■ **Supplied data**

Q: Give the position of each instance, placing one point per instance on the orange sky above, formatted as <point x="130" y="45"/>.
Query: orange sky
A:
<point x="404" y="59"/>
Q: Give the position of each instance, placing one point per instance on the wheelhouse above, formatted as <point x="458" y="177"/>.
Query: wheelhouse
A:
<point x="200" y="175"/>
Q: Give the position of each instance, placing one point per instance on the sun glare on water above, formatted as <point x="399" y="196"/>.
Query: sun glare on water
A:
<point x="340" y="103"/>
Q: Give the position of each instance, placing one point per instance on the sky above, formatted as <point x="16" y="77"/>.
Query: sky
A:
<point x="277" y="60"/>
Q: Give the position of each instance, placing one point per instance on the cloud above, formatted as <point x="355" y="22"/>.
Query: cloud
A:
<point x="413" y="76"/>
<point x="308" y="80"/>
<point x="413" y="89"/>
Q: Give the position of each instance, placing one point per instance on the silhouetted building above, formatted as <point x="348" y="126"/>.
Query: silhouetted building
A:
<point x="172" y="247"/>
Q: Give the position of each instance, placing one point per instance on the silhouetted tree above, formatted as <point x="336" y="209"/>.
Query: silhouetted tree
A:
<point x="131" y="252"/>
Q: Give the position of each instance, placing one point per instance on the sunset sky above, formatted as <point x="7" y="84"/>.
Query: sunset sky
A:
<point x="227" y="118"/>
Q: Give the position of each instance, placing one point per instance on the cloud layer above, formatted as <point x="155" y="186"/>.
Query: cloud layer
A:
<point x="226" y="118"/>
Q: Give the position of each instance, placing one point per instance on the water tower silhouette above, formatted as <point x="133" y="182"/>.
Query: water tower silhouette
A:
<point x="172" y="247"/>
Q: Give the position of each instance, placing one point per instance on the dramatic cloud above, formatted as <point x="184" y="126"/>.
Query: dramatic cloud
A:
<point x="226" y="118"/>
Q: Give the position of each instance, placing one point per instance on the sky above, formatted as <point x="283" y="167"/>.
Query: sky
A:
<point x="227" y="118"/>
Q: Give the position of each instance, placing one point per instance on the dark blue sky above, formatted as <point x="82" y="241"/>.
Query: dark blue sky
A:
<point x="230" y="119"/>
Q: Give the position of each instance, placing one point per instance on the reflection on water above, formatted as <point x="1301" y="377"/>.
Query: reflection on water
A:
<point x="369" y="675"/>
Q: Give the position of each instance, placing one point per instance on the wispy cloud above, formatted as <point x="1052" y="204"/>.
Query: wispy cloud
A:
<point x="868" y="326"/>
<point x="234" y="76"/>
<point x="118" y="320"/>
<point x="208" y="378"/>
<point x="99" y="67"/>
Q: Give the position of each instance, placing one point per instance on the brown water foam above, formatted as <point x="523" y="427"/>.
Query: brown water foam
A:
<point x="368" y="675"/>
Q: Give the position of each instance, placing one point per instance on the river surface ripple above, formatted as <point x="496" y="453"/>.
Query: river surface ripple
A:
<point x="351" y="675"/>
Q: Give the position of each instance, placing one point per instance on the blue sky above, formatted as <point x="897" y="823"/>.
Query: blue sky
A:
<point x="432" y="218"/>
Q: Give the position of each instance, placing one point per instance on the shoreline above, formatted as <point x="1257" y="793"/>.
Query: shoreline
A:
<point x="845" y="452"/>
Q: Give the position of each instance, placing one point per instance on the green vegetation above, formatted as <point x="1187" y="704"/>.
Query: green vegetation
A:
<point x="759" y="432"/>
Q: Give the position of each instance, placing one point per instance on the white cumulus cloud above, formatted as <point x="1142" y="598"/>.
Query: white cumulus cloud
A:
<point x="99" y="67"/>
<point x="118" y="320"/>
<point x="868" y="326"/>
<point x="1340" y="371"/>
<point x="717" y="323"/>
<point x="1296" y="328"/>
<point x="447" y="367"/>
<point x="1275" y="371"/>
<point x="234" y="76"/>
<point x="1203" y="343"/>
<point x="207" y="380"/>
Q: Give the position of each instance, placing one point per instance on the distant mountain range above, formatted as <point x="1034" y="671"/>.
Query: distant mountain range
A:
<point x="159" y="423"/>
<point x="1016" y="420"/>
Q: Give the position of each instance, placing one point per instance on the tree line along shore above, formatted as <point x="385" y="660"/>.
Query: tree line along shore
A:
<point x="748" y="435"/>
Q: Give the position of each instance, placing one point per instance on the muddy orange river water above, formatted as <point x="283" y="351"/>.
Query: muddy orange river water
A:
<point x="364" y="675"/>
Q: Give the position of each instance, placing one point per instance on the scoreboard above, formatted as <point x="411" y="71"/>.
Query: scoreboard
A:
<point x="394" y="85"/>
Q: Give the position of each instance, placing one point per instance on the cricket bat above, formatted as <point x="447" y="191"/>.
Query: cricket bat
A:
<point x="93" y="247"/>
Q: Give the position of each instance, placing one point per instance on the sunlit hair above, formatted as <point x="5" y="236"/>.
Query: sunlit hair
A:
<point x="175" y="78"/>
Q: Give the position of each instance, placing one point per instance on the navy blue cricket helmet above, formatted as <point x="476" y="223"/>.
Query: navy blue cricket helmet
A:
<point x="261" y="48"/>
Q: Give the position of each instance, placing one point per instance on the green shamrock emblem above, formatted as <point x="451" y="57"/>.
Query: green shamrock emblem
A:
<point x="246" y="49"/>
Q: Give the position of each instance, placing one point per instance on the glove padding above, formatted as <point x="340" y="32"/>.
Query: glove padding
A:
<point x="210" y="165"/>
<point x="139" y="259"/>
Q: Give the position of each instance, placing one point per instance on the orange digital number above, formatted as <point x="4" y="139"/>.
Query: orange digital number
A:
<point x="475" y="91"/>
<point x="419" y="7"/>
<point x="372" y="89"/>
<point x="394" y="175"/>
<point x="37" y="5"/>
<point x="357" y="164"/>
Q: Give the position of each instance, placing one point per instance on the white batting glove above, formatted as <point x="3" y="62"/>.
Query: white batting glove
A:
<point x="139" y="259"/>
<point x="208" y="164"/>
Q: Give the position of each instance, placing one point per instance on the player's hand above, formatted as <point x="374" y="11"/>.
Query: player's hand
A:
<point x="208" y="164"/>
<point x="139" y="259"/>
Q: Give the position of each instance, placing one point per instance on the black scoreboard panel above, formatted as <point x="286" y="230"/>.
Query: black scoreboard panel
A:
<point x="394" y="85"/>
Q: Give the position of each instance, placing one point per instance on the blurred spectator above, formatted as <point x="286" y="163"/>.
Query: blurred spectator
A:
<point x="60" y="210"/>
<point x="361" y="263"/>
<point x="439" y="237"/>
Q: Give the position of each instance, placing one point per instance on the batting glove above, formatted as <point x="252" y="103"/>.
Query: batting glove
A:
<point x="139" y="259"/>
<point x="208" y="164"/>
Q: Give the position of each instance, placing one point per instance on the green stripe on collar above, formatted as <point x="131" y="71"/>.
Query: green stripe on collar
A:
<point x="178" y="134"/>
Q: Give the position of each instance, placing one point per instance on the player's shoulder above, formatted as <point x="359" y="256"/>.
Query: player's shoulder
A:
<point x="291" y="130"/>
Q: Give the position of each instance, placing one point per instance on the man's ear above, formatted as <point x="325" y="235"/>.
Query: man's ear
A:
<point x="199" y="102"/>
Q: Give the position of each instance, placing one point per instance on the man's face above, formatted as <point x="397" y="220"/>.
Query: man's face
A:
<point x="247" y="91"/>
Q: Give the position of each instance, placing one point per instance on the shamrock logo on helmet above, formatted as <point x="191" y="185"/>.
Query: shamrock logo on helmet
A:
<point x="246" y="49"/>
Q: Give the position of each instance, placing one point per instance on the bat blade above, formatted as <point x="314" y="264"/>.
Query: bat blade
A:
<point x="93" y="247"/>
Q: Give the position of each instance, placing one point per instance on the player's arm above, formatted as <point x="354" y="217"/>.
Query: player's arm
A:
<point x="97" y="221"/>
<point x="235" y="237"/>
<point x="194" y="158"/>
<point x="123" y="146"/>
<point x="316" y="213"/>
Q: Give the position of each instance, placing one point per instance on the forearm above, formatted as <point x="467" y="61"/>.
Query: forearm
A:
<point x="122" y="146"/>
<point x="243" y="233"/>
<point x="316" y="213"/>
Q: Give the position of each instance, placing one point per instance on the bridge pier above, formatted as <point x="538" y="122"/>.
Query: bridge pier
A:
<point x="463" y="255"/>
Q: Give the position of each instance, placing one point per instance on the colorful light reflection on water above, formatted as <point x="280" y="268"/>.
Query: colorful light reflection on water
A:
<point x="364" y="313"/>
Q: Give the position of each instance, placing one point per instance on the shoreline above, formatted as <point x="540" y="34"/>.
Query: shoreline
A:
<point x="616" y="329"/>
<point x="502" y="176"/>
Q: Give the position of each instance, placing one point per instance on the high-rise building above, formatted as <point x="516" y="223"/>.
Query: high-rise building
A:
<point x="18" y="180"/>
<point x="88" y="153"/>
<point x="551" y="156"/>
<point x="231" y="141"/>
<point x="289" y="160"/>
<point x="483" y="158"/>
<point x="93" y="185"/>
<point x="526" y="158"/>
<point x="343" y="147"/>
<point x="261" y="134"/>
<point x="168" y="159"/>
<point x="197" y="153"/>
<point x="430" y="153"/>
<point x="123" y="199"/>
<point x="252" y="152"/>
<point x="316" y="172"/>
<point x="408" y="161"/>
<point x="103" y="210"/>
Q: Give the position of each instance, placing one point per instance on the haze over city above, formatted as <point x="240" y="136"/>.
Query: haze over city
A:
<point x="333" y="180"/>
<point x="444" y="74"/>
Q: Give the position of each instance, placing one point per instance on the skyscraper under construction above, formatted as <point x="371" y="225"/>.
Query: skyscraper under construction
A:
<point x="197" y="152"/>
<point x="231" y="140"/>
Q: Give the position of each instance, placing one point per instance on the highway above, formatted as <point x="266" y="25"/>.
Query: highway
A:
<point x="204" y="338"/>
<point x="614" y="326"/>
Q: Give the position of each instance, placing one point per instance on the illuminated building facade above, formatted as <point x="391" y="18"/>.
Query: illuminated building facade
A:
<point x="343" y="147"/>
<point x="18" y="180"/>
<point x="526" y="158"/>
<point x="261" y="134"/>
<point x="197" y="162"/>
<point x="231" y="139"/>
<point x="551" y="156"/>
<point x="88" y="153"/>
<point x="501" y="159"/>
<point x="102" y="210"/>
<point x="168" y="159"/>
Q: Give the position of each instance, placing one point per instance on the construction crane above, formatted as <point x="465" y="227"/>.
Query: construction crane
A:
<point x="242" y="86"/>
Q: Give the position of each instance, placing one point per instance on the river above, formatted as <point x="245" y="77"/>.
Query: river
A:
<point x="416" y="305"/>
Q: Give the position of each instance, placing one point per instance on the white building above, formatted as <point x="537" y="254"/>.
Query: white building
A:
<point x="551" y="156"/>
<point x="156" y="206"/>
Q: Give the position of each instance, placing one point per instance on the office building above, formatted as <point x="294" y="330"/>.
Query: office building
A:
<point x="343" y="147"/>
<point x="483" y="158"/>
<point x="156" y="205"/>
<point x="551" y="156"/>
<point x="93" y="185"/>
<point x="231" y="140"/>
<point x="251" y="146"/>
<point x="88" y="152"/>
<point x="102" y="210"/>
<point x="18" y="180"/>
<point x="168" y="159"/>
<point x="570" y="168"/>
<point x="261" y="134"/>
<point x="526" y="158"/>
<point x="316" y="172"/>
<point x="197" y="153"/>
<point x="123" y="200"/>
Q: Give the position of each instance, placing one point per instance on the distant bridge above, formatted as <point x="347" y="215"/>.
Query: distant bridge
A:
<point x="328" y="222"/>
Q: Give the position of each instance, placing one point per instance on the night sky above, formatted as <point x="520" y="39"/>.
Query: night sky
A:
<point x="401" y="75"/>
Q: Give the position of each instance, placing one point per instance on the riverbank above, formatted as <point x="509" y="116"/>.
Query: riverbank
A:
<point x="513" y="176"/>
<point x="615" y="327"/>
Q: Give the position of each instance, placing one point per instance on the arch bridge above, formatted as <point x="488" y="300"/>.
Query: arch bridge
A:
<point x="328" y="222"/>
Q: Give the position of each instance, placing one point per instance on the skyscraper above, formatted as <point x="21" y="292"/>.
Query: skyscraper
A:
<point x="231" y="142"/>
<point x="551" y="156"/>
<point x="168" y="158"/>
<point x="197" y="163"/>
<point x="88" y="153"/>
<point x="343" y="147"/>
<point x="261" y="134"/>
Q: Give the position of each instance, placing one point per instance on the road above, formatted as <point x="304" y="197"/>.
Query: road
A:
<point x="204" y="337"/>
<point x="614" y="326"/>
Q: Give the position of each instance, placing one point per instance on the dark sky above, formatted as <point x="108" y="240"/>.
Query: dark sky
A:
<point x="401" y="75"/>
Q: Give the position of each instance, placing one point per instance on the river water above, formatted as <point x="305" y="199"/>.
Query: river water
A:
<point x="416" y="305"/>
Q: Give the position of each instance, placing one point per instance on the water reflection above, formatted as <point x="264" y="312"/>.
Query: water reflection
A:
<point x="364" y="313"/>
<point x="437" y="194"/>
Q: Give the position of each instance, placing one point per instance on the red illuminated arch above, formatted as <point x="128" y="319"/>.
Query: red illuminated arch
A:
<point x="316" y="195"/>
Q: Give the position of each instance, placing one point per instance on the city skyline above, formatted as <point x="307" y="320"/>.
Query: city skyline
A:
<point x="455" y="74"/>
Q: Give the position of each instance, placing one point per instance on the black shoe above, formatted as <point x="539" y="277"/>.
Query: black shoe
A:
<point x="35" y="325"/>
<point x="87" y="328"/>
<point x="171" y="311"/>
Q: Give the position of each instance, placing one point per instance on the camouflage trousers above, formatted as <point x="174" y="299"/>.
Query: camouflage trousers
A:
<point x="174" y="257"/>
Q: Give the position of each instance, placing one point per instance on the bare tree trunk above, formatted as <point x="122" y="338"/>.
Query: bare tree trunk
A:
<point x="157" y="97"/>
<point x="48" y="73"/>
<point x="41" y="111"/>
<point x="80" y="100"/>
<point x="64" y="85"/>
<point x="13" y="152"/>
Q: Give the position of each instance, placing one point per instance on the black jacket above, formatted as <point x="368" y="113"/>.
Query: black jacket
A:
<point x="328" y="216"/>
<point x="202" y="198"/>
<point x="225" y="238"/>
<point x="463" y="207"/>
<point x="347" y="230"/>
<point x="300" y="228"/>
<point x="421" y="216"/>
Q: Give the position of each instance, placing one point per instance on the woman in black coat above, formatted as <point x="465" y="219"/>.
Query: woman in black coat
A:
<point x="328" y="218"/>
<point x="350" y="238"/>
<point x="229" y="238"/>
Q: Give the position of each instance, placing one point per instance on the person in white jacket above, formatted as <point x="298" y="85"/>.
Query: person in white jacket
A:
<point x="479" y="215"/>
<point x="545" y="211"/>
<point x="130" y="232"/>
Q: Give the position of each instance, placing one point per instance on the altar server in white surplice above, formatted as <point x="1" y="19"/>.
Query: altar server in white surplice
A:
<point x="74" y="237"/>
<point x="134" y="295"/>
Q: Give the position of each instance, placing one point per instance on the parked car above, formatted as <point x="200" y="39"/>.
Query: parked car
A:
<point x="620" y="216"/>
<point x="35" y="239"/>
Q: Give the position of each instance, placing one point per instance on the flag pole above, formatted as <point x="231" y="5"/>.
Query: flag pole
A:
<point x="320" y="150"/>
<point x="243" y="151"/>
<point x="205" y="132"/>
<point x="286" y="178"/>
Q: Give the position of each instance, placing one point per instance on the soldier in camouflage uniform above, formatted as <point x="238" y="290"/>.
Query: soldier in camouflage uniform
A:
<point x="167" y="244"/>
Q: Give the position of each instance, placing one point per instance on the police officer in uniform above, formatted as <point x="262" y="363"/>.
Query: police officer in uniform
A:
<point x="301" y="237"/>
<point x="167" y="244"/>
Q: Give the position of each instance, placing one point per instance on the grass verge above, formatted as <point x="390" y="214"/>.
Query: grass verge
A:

■ **Short exercise**
Reproduce word for word the lines of the data from the one containing "on the soldier" through the end of the data, including both ends.

■ **Task result**
Q: Give the position of each instance, placing one point per instance on the soldier in camouflage uniform above, formatted as <point x="238" y="290"/>.
Query: soldier in camouflage uniform
A:
<point x="167" y="244"/>
Q: Give the position of each instance, placing one point per instance on the police officer in uniform above, formatted as <point x="262" y="363"/>.
Query: police officer in uniform
A:
<point x="301" y="237"/>
<point x="167" y="244"/>
Q: Give the position of each instance, placing one point per instance on the grass verge above, formatted as <point x="390" y="214"/>.
Query: grass verge
A:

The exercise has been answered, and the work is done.